=== Seçilmiş alıntı ===

——————————

İngiltere, Türkiye ve Yunanistan Dışişleri Bakanları
Mc Millan, Stefanapulos
ve F.Rüştü Zorlu’nun katıldıkları
Londra Konferansı başarısızlıkla sonuçlandı.
Yunanistan Adanın bağımsızlığını ve “self
determination” hakkının tanınmasını istiyordu.
İngiltere ileri tarihlerde Anayasal bir özerklik
vermeyi öneriyor; TC ise Kıbrıs’taki statü
değişikliklerine karşı çıkarak, tek değişikliğin
Adanın Türkiye’ye verilmesi olabileceğini
savunuyordu. Zaten tıkanmış olan konferans o
sıralarda Londra’da görüşmelerde bulunan TC
Dışişleri Bakanı Zorlu’nun Selanik olayını kınayarak
ayrılmasıyla kesilmişti.
6-7 Eylül’de içe, Kıbrıs’ta dışa doğru gelişmenin
bir iç bağlantısı vardır; 1964 Bağımsız Kıbrıs’ta
Yunanistan’la birleşme politikasının ağırlık
kazanmasına karşılık; İstanbul’da Rum ve Ermenilere
ait gayri menkul ve Vakıf mallarının alınıp
satılmasına konan ambargoyla; 1974’de Kıbrıs’ın
işgal edilmesiyle İstanbul’da kalmakta direnen
Rumların da mal mülklerini bırakarak Yunanistan’a
göç etmeleri ile sürmüştür.
1923’te imzalanan Lozan antlaşması uyarınca Kıbrıs
üzerinde hiçbir hakkının olmadığını teyit eden
Türkiye, sömürgeci İngiltere’nin tetikçiliğini
kabullenerek, Kıbrıs üzerinde yeniden “hak sahibi”

——————————

=== Yönerge a ===
Londra Konferansı'na dair alıntı şu ifadeleri doğruluyor mu: (i) Londra Konferansı başarıyla sonuçlandı, (ii) Yunanistan adanın bağımsızlığını istiyordu, (iii) Lozan antlaşması 1923'te imzalandı? Her biri için evet ya da hayır deyin ve kararı belirleyen sözleri alıntıdan hiç değiştirmeden aktarın.
Alıntı ile liste arasında herhangi bir bağ yoktur.

——————————

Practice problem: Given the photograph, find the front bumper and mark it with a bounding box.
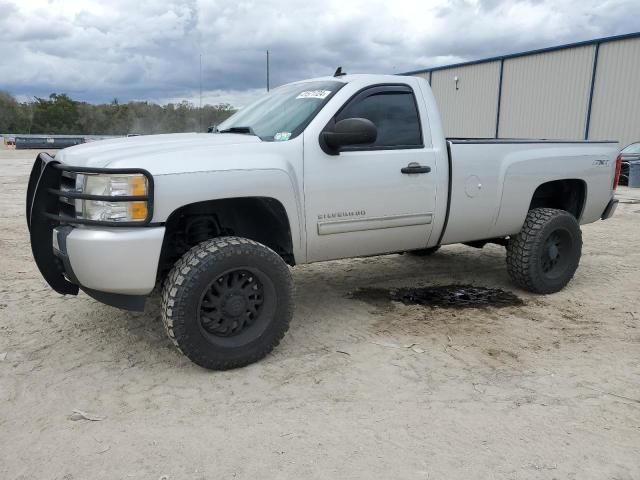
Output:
[26,154,165,310]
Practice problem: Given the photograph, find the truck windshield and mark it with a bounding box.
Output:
[215,80,344,142]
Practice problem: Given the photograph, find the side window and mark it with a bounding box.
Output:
[335,87,422,149]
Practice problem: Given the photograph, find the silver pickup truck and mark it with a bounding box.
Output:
[26,75,620,369]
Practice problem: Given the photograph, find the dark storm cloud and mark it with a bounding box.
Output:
[0,0,640,103]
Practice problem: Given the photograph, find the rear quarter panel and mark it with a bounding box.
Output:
[442,142,618,243]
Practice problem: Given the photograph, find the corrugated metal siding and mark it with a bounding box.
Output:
[589,38,640,147]
[413,72,429,82]
[499,45,595,139]
[431,61,500,137]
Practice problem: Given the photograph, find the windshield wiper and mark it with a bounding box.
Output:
[216,127,257,137]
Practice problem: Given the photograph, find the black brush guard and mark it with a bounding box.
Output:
[26,153,153,296]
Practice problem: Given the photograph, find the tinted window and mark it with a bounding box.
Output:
[336,91,422,148]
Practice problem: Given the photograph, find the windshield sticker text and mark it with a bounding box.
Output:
[273,132,291,142]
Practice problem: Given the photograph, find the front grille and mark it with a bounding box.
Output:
[27,153,153,227]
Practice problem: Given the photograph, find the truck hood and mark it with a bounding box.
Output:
[56,133,262,174]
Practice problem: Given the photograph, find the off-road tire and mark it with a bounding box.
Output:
[161,237,293,370]
[407,245,440,257]
[507,208,582,294]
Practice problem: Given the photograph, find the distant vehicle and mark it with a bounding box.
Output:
[26,75,620,369]
[620,142,640,185]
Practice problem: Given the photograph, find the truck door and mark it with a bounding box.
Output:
[304,84,436,261]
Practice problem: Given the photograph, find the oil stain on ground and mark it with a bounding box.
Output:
[350,285,524,308]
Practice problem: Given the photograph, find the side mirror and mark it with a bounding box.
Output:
[322,118,378,155]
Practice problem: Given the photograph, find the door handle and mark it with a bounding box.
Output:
[400,162,431,173]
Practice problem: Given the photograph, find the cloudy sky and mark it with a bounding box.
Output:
[0,0,640,106]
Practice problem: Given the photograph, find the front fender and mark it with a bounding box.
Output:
[152,168,306,263]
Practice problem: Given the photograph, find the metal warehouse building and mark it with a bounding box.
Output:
[406,32,640,146]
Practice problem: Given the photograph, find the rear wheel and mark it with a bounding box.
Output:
[162,237,293,370]
[507,208,582,293]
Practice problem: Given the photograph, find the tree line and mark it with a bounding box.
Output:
[0,92,235,135]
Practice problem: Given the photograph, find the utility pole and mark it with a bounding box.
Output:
[200,53,202,132]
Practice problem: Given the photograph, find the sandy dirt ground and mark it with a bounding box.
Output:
[0,151,640,480]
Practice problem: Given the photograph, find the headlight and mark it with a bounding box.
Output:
[76,173,149,222]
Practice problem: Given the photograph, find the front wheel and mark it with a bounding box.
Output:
[162,237,293,370]
[507,208,582,293]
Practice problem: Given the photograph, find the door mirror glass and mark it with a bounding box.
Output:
[322,118,378,151]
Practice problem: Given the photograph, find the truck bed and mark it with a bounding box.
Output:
[440,138,618,244]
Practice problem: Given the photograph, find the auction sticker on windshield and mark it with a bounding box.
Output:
[296,90,331,99]
[273,132,291,142]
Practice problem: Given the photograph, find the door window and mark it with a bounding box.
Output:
[335,86,423,150]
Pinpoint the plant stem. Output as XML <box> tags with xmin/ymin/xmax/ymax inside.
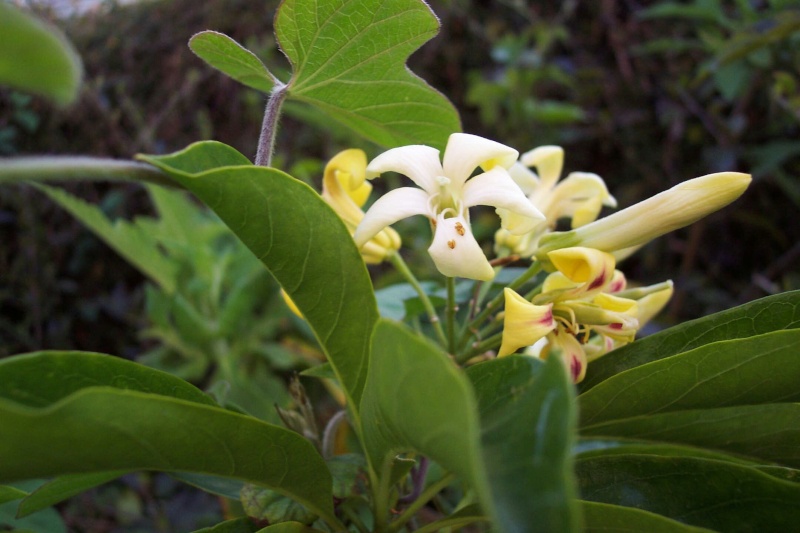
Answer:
<box><xmin>459</xmin><ymin>260</ymin><xmax>542</xmax><ymax>346</ymax></box>
<box><xmin>256</xmin><ymin>83</ymin><xmax>288</xmax><ymax>167</ymax></box>
<box><xmin>445</xmin><ymin>277</ymin><xmax>456</xmax><ymax>355</ymax></box>
<box><xmin>389</xmin><ymin>474</ymin><xmax>455</xmax><ymax>532</ymax></box>
<box><xmin>0</xmin><ymin>156</ymin><xmax>180</xmax><ymax>188</ymax></box>
<box><xmin>389</xmin><ymin>253</ymin><xmax>449</xmax><ymax>349</ymax></box>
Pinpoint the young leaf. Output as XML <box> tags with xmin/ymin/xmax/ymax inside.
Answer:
<box><xmin>0</xmin><ymin>387</ymin><xmax>339</xmax><ymax>525</ymax></box>
<box><xmin>0</xmin><ymin>2</ymin><xmax>83</xmax><ymax>105</ymax></box>
<box><xmin>576</xmin><ymin>455</ymin><xmax>800</xmax><ymax>531</ymax></box>
<box><xmin>467</xmin><ymin>356</ymin><xmax>580</xmax><ymax>532</ymax></box>
<box><xmin>361</xmin><ymin>320</ymin><xmax>494</xmax><ymax>516</ymax></box>
<box><xmin>0</xmin><ymin>351</ymin><xmax>215</xmax><ymax>407</ymax></box>
<box><xmin>579</xmin><ymin>291</ymin><xmax>800</xmax><ymax>392</ymax></box>
<box><xmin>582</xmin><ymin>403</ymin><xmax>800</xmax><ymax>468</ymax></box>
<box><xmin>139</xmin><ymin>143</ymin><xmax>378</xmax><ymax>407</ymax></box>
<box><xmin>578</xmin><ymin>330</ymin><xmax>800</xmax><ymax>426</ymax></box>
<box><xmin>275</xmin><ymin>0</ymin><xmax>461</xmax><ymax>149</ymax></box>
<box><xmin>189</xmin><ymin>31</ymin><xmax>277</xmax><ymax>93</ymax></box>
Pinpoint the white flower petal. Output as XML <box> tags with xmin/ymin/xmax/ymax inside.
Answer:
<box><xmin>428</xmin><ymin>215</ymin><xmax>494</xmax><ymax>281</ymax></box>
<box><xmin>367</xmin><ymin>144</ymin><xmax>444</xmax><ymax>194</ymax></box>
<box><xmin>442</xmin><ymin>133</ymin><xmax>519</xmax><ymax>188</ymax></box>
<box><xmin>461</xmin><ymin>167</ymin><xmax>545</xmax><ymax>235</ymax></box>
<box><xmin>353</xmin><ymin>187</ymin><xmax>428</xmax><ymax>248</ymax></box>
<box><xmin>520</xmin><ymin>146</ymin><xmax>564</xmax><ymax>191</ymax></box>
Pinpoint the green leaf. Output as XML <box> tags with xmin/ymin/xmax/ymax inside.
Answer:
<box><xmin>578</xmin><ymin>330</ymin><xmax>800</xmax><ymax>426</ymax></box>
<box><xmin>0</xmin><ymin>387</ymin><xmax>338</xmax><ymax>525</ymax></box>
<box><xmin>0</xmin><ymin>351</ymin><xmax>214</xmax><ymax>407</ymax></box>
<box><xmin>581</xmin><ymin>502</ymin><xmax>711</xmax><ymax>533</ymax></box>
<box><xmin>17</xmin><ymin>470</ymin><xmax>128</xmax><ymax>518</ymax></box>
<box><xmin>189</xmin><ymin>31</ymin><xmax>277</xmax><ymax>93</ymax></box>
<box><xmin>139</xmin><ymin>143</ymin><xmax>378</xmax><ymax>407</ymax></box>
<box><xmin>0</xmin><ymin>2</ymin><xmax>83</xmax><ymax>105</ymax></box>
<box><xmin>34</xmin><ymin>184</ymin><xmax>178</xmax><ymax>294</ymax></box>
<box><xmin>579</xmin><ymin>291</ymin><xmax>800</xmax><ymax>392</ymax></box>
<box><xmin>361</xmin><ymin>320</ymin><xmax>492</xmax><ymax>515</ymax></box>
<box><xmin>0</xmin><ymin>485</ymin><xmax>28</xmax><ymax>504</ymax></box>
<box><xmin>275</xmin><ymin>0</ymin><xmax>461</xmax><ymax>149</ymax></box>
<box><xmin>467</xmin><ymin>356</ymin><xmax>580</xmax><ymax>532</ymax></box>
<box><xmin>582</xmin><ymin>403</ymin><xmax>800</xmax><ymax>468</ymax></box>
<box><xmin>576</xmin><ymin>455</ymin><xmax>800</xmax><ymax>531</ymax></box>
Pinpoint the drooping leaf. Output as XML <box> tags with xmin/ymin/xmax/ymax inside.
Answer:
<box><xmin>361</xmin><ymin>320</ymin><xmax>493</xmax><ymax>516</ymax></box>
<box><xmin>0</xmin><ymin>351</ymin><xmax>214</xmax><ymax>407</ymax></box>
<box><xmin>275</xmin><ymin>0</ymin><xmax>461</xmax><ymax>149</ymax></box>
<box><xmin>581</xmin><ymin>502</ymin><xmax>711</xmax><ymax>533</ymax></box>
<box><xmin>467</xmin><ymin>356</ymin><xmax>580</xmax><ymax>532</ymax></box>
<box><xmin>36</xmin><ymin>184</ymin><xmax>178</xmax><ymax>294</ymax></box>
<box><xmin>578</xmin><ymin>330</ymin><xmax>800</xmax><ymax>426</ymax></box>
<box><xmin>582</xmin><ymin>403</ymin><xmax>800</xmax><ymax>468</ymax></box>
<box><xmin>0</xmin><ymin>387</ymin><xmax>338</xmax><ymax>525</ymax></box>
<box><xmin>0</xmin><ymin>2</ymin><xmax>83</xmax><ymax>105</ymax></box>
<box><xmin>579</xmin><ymin>291</ymin><xmax>800</xmax><ymax>392</ymax></box>
<box><xmin>17</xmin><ymin>470</ymin><xmax>128</xmax><ymax>518</ymax></box>
<box><xmin>189</xmin><ymin>31</ymin><xmax>276</xmax><ymax>92</ymax></box>
<box><xmin>140</xmin><ymin>143</ymin><xmax>378</xmax><ymax>406</ymax></box>
<box><xmin>576</xmin><ymin>455</ymin><xmax>800</xmax><ymax>531</ymax></box>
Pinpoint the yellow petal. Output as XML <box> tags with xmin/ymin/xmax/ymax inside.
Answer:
<box><xmin>497</xmin><ymin>288</ymin><xmax>555</xmax><ymax>357</ymax></box>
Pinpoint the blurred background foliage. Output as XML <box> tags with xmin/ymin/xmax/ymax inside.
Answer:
<box><xmin>0</xmin><ymin>0</ymin><xmax>800</xmax><ymax>531</ymax></box>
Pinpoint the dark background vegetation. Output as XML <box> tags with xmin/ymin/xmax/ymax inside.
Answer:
<box><xmin>0</xmin><ymin>0</ymin><xmax>800</xmax><ymax>531</ymax></box>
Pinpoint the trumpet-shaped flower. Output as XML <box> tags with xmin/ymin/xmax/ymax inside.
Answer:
<box><xmin>354</xmin><ymin>133</ymin><xmax>544</xmax><ymax>281</ymax></box>
<box><xmin>322</xmin><ymin>149</ymin><xmax>400</xmax><ymax>264</ymax></box>
<box><xmin>495</xmin><ymin>146</ymin><xmax>617</xmax><ymax>257</ymax></box>
<box><xmin>498</xmin><ymin>248</ymin><xmax>671</xmax><ymax>383</ymax></box>
<box><xmin>536</xmin><ymin>172</ymin><xmax>751</xmax><ymax>260</ymax></box>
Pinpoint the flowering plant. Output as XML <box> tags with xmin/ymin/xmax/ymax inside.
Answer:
<box><xmin>0</xmin><ymin>0</ymin><xmax>800</xmax><ymax>533</ymax></box>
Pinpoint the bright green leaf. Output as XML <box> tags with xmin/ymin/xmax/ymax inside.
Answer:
<box><xmin>35</xmin><ymin>184</ymin><xmax>178</xmax><ymax>294</ymax></box>
<box><xmin>467</xmin><ymin>356</ymin><xmax>580</xmax><ymax>532</ymax></box>
<box><xmin>579</xmin><ymin>291</ymin><xmax>800</xmax><ymax>392</ymax></box>
<box><xmin>361</xmin><ymin>320</ymin><xmax>492</xmax><ymax>515</ymax></box>
<box><xmin>17</xmin><ymin>470</ymin><xmax>128</xmax><ymax>518</ymax></box>
<box><xmin>0</xmin><ymin>387</ymin><xmax>338</xmax><ymax>524</ymax></box>
<box><xmin>0</xmin><ymin>2</ymin><xmax>83</xmax><ymax>105</ymax></box>
<box><xmin>189</xmin><ymin>31</ymin><xmax>277</xmax><ymax>93</ymax></box>
<box><xmin>140</xmin><ymin>143</ymin><xmax>378</xmax><ymax>412</ymax></box>
<box><xmin>0</xmin><ymin>351</ymin><xmax>214</xmax><ymax>407</ymax></box>
<box><xmin>582</xmin><ymin>403</ymin><xmax>800</xmax><ymax>468</ymax></box>
<box><xmin>576</xmin><ymin>455</ymin><xmax>800</xmax><ymax>531</ymax></box>
<box><xmin>0</xmin><ymin>485</ymin><xmax>28</xmax><ymax>504</ymax></box>
<box><xmin>578</xmin><ymin>330</ymin><xmax>800</xmax><ymax>427</ymax></box>
<box><xmin>581</xmin><ymin>502</ymin><xmax>711</xmax><ymax>533</ymax></box>
<box><xmin>275</xmin><ymin>0</ymin><xmax>461</xmax><ymax>149</ymax></box>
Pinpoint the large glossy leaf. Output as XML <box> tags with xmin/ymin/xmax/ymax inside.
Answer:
<box><xmin>189</xmin><ymin>31</ymin><xmax>276</xmax><ymax>92</ymax></box>
<box><xmin>0</xmin><ymin>351</ymin><xmax>215</xmax><ymax>407</ymax></box>
<box><xmin>361</xmin><ymin>320</ymin><xmax>493</xmax><ymax>516</ymax></box>
<box><xmin>0</xmin><ymin>2</ymin><xmax>83</xmax><ymax>104</ymax></box>
<box><xmin>17</xmin><ymin>470</ymin><xmax>128</xmax><ymax>518</ymax></box>
<box><xmin>576</xmin><ymin>455</ymin><xmax>800</xmax><ymax>531</ymax></box>
<box><xmin>467</xmin><ymin>356</ymin><xmax>580</xmax><ymax>532</ymax></box>
<box><xmin>0</xmin><ymin>387</ymin><xmax>338</xmax><ymax>524</ymax></box>
<box><xmin>275</xmin><ymin>0</ymin><xmax>461</xmax><ymax>149</ymax></box>
<box><xmin>582</xmin><ymin>403</ymin><xmax>800</xmax><ymax>468</ymax></box>
<box><xmin>141</xmin><ymin>142</ymin><xmax>378</xmax><ymax>406</ymax></box>
<box><xmin>579</xmin><ymin>330</ymin><xmax>800</xmax><ymax>426</ymax></box>
<box><xmin>579</xmin><ymin>291</ymin><xmax>800</xmax><ymax>391</ymax></box>
<box><xmin>581</xmin><ymin>502</ymin><xmax>711</xmax><ymax>533</ymax></box>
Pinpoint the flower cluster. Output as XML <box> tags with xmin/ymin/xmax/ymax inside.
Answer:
<box><xmin>323</xmin><ymin>133</ymin><xmax>750</xmax><ymax>382</ymax></box>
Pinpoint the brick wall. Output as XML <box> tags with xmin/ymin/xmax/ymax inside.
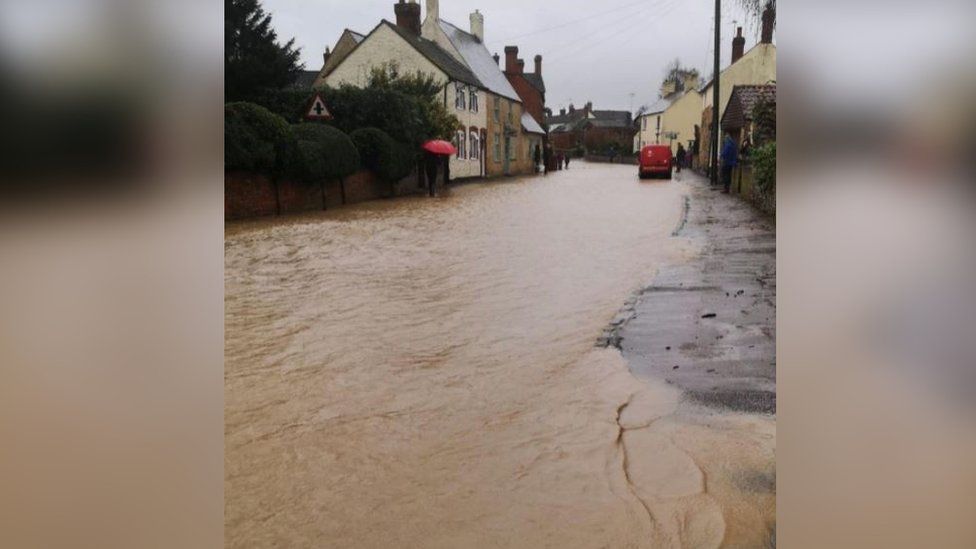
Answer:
<box><xmin>224</xmin><ymin>170</ymin><xmax>408</xmax><ymax>220</ymax></box>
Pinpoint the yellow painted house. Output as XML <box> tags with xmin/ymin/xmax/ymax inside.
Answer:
<box><xmin>634</xmin><ymin>76</ymin><xmax>702</xmax><ymax>153</ymax></box>
<box><xmin>698</xmin><ymin>22</ymin><xmax>776</xmax><ymax>166</ymax></box>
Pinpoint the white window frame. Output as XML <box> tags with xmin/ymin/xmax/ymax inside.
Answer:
<box><xmin>468</xmin><ymin>130</ymin><xmax>481</xmax><ymax>160</ymax></box>
<box><xmin>454</xmin><ymin>82</ymin><xmax>468</xmax><ymax>111</ymax></box>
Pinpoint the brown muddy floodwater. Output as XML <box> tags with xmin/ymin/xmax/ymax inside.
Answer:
<box><xmin>225</xmin><ymin>163</ymin><xmax>775</xmax><ymax>548</ymax></box>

——————————

=== Yönerge b ===
Listede “Practice problem: Given the photograph, find the front fender” geçen satırdan başlayıp “[406,32,640,146]” geçen satırda biten kısmı, “photograph” yerine “image” koyarak ve başka hiçbir şeyi değiştirmeden yeniden yazar mısınız?

=== Alıştırma yanıtı a ===
(i) Hayır: “Londra Konferansı başarısızlıkla sonuçlandı.”
(ii) Evet: “Yunanistan Adanın bağımsızlığını”
(iii) Evet: “1923’te imzalanan Lozan antlaşması”

=== Alıştırma yanıtı b ===
Practice problem: Given the image, find the front fender and mark it with a bounding box.
Output:
[152,168,306,263]
Practice problem: Given the image, find the metal warehouse building and mark it with a bounding box.
Output:
[406,32,640,146]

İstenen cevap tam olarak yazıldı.